— Set task —
Take down each entry exactly as written.

— start of Provided material —

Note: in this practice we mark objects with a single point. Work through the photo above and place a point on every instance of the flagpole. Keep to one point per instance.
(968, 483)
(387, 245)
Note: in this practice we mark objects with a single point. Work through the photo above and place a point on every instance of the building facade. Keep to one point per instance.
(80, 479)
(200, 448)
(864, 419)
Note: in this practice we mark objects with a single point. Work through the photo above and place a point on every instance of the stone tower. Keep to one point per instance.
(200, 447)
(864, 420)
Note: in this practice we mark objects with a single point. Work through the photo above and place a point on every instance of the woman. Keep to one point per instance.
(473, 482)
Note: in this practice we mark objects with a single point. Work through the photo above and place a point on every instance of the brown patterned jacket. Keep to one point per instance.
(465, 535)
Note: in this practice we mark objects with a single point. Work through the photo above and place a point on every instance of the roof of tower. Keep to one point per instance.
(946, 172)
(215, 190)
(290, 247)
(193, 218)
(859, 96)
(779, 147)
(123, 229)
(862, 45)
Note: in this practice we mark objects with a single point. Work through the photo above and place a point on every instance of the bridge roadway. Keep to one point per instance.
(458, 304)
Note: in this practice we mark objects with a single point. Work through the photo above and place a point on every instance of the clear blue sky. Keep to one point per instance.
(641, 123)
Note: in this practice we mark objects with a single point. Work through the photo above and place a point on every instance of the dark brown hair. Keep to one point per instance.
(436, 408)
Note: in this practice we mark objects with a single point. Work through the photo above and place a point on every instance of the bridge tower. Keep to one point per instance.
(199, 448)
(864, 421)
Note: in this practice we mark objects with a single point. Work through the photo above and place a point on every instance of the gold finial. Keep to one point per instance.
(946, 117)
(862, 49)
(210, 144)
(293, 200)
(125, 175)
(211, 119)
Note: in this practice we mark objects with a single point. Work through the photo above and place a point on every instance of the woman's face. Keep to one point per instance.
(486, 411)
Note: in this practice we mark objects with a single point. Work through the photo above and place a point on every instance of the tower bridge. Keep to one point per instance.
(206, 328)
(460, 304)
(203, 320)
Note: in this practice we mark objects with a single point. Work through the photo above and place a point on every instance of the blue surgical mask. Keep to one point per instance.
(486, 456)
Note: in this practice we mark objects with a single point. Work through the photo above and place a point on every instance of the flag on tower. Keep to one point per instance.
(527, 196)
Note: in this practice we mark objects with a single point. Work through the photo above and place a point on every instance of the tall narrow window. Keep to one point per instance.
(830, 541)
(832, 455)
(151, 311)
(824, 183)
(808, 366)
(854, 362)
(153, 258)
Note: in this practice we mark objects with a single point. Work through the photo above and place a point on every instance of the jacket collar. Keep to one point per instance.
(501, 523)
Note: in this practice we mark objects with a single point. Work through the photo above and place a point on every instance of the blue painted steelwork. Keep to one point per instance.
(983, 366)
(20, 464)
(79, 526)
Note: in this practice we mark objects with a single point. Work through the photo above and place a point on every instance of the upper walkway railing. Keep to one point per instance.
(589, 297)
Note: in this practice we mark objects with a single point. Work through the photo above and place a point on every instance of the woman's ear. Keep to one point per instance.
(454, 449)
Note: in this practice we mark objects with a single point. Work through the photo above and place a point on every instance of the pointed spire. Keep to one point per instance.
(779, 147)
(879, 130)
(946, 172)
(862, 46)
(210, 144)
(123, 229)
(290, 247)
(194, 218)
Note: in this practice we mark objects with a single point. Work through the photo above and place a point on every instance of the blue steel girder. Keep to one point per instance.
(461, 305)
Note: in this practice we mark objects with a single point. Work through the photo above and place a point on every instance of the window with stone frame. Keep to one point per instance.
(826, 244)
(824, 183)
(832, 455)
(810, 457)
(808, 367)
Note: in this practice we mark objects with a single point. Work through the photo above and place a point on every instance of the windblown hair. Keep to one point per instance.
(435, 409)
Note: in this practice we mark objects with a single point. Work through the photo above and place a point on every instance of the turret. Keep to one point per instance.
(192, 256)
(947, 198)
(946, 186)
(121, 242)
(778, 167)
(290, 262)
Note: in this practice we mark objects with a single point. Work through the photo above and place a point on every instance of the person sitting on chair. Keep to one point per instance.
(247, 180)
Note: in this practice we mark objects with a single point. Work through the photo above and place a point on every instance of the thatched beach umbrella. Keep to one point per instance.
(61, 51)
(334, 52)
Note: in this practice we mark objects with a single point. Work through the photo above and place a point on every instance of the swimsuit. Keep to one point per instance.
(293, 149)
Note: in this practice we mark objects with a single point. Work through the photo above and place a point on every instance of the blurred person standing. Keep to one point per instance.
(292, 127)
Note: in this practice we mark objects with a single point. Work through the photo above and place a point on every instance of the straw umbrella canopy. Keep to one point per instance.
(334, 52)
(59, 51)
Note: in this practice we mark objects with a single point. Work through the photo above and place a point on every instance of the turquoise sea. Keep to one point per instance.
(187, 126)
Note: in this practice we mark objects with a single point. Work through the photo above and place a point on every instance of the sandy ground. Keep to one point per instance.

— end of Provided material —

— Full solution —
Note: in this practice we mark objects with a single point. Work through the photo above and place a point on every instance of the flagpole. Keep to one point per instance.
(968, 483)
(387, 245)
Note: in this practice we mark objects with a single point. Work through the photo above and place a point on every instance of the building facade. Keep to one point per instance.
(80, 479)
(200, 448)
(864, 419)
Note: in this practice we mark objects with a single point. Work through the photo above and place a point on every instance of the stone tower. Keep to one point per instance.
(200, 447)
(864, 420)
Note: in this practice we mark objects with a single point. Work through the photo above and place a point on every instance of the woman. Keep to one point per instance.
(473, 482)
Note: in this practice we mark objects with a single point. Work through the photo above and place a point on every instance of the brown patterned jacket. Keep to one point per instance.
(465, 535)
Note: in this practice we mark objects with a single point. Work through the photo above and place a point on every instance of the roof of tower. Keep to one point per instance.
(946, 172)
(215, 190)
(290, 247)
(193, 218)
(859, 96)
(779, 147)
(123, 229)
(862, 45)
Note: in this practice we mark objects with a single point. Work through the photo above and place a point on every instance of the bridge roadway. Keep to one point per instance.
(458, 304)
Note: in this practice we mark objects with a single point. Work through the photo above and place a point on every instance of the clear blue sky. Keep to one point per instance.
(641, 123)
Note: in this practice we mark objects with a single point. Work through the photo above and place a point on every instance of the dark brown hair. Keep to one point per instance.
(436, 408)
Note: in this practice we mark objects with a single point. Work through the photo above and place a point on every instance of the bridge tower. Keep to one point per instance.
(199, 448)
(864, 421)
Note: in this practice we mark objects with a single point. Work through the photo above and place a point on every instance of the gold finial. Keep to one point per instance.
(946, 117)
(862, 49)
(210, 144)
(293, 200)
(125, 175)
(211, 119)
Note: in this practice we mark objects with a single point. Work through the photo above and place a point on every instance of the woman's face. Keep to one point per instance.
(486, 411)
Note: in this practice we mark objects with a single point. Work through the photo above and place a point on every instance of the tower bridge. Keep to one point per instance.
(206, 328)
(460, 304)
(203, 320)
Note: in this practice we mark objects with a single point. Work through the photo above and place a point on every instance of the blue surgical mask. Keep to one point per instance.
(486, 456)
Note: in this practice we mark objects with a single point. Work through the photo above and place a point on every instance of the flag on tower. Keep to one point per instance.
(527, 196)
Note: in this practice we mark objects with a single point. Work through the photo above and place a point on every instance of the tall narrow window. Keep to one point per instance.
(830, 541)
(832, 455)
(151, 311)
(824, 183)
(808, 366)
(854, 362)
(153, 258)
Note: in this practice we mark objects with a single point. Work through the photo above and place a point on every instance of the jacket collar. Keep to one point per instance.
(501, 523)
Note: in this practice we mark objects with a single point. Work through the photo above and place a point on every instance of the blue painted steelwork. Keep to one point per instance.
(983, 366)
(20, 464)
(79, 526)
Note: in this practice we mark objects with a single point. Work through the photo above and place a point on every instance of the upper walkway railing. Keep to one point per instance.
(589, 297)
Note: in this practice we mark objects with a single point. Work through the photo above and place a point on every instance of the woman's ear. Keep to one point per instance.
(454, 449)
Note: in this practice we mark objects with a single point. Work through the photo above and place a point on every instance of the pointed spire. Keep to one point per instance.
(779, 147)
(879, 130)
(946, 172)
(862, 46)
(210, 144)
(123, 229)
(290, 247)
(194, 218)
Note: in this practice we mark objects with a single point. Work through the photo above and place a point on every instance of the blue steel girder. Keep to one point per instance.
(461, 305)
Note: in this practice we mark objects with a single point. Work through the photo above and place a point on every instance of the window with stone frame. Keep to one point per instance.
(826, 244)
(824, 183)
(832, 455)
(810, 457)
(808, 367)
Note: in this practice we mark objects with a single point. Work through the photo above and place a point on every instance of the windblown hair. Keep to one point per instance.
(435, 409)
Note: in this practice we mark objects with a single point. Work through the photo above and place a point on every instance of the turret. Keep to one point per instance.
(192, 256)
(947, 198)
(946, 186)
(121, 242)
(778, 167)
(290, 262)
Note: in this practice we mark objects with a single point. Work through the photo above and place a point on every instance of the person sitting on chair. Keep to one point per instance.
(247, 180)
Note: in this practice we mark objects with a single point. Work through the photo above and place a point on every instance of the thatched beach umbrella. Keep to one point per instance.
(61, 51)
(334, 52)
Note: in this practice we mark objects with a single point. Work through the photo above and place a point on every instance of the swimsuit. Keep to one point per instance.
(293, 149)
Note: in this practice we mark objects with a single point. Work through the photo above and place a point on every instance of the blurred person standing. Keep to one point per instance.
(292, 127)
Note: in this practice we mark objects with a single point. Work through the photo above and place a point on every instance of the straw umbrella canopy. Keep to one point per instance.
(334, 52)
(59, 51)
Note: in this practice we mark objects with a single point. Work through the photo above and place a point on every instance of the turquoise sea. Keep to one point per instance.
(187, 126)
Note: in this practice we mark objects with a single point. Work through the photo above and place a point on every instance of the sandy ground. Keep to one point per instance.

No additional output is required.